# [阅读文本]
====

VotingRegressor : ensemble models

这时每个模型的分数已经获得,我们来尝试把所有的模型都利用上,我们对所有模型的结果求平均值。

from sklearn.ensemble import VotingRegressor

estimators_tuple = []
for i in range(len(model_names)):
    estimators_tuple.append((model_names[i],trained_models[i]))

weights = scores['r2'].values # 这里我们使用每个模型的r2作为这个模型的weights,因为每个模型的可靠性并不相同。

ensemble = VotingRegressor(estimators_tuple,weights=weights)

ensemble.fit(X_train,y_train)

pred = ensemble.predict(X_test)

get_scores(y_test,pred) # output:  (20814.515040875984, 0.9187676686082428)

sns.scatterplot(y_test,pred)

scatter plot

同样的也可以使用点图来查看整体预测情况

plt.figure(figsize=(15,8))
plt.plot(y_test.values,'o', color='blue', label = 'Acutal Values')
plt.plot(pred,'*', color='red', label = 'Predicted Values')

dot plot

提交结果

这时已经可以提交结果,如下

predictions = ensemble.predict(valid_X)
index = data[data['ind'].eq('test')]['Id'].values
df = pd.DataFrame()
df['Id'] = index
df['SalePrice'] = predictions
df.to_csv('submission.csv', index=False)

但是在多次提交中发现,可以使用所有的train data对ensemble model 进行训练,然后再预测,最终的结果会好一些。

ensemble.fit(train_X,y) # 使用全部的train data 进行训练
predictions = ensemble.predict(valid_X)
index = data[data['ind'].eq('test')]['Id'].values
df = pd.DataFrame()
df['Id'] = index
df['SalePrice'] = predictions
df.to_csv('submission.csv', index=False)

====

# [所给信息]
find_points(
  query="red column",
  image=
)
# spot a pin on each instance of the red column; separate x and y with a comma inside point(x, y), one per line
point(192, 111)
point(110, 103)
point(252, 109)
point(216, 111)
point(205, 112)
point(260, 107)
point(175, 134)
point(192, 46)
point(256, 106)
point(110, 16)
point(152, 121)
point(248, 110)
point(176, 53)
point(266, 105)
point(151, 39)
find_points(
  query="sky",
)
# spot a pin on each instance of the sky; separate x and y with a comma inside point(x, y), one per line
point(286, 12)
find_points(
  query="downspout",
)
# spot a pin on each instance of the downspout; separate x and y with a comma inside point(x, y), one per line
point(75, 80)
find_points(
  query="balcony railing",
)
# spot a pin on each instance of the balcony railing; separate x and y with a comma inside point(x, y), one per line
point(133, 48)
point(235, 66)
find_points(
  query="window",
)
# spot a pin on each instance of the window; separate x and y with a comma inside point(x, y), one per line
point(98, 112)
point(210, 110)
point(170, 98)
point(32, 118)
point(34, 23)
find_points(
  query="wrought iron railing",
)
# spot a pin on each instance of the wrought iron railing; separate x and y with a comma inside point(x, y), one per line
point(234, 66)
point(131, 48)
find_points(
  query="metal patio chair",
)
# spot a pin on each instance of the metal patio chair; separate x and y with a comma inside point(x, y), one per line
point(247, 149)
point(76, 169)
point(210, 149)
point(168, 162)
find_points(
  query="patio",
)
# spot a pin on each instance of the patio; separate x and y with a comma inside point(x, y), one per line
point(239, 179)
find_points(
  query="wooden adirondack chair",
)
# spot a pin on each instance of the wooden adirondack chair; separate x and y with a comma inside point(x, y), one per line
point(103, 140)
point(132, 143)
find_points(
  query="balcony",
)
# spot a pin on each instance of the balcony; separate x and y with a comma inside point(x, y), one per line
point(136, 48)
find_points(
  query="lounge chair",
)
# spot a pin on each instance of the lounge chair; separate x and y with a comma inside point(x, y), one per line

====

# [待办任务]
返回阅读文本中介于“ensemble = VotingRegressor(estimators_tuple,weights=weights)”与“sns.scatterplot(y_test,pred)”之间的原文,首尾两处均包括在内,一字不改。

# [练习结果]
ensemble = VotingRegressor(estimators_tuple,weights=weights)

ensemble.fit(X_train,y_train)

pred = ensemble.predict(X_test)

get_scores(y_test,pred) # output:  (20814.515040875984, 0.9187676686082428)

sns.scatterplot(y_test,pred)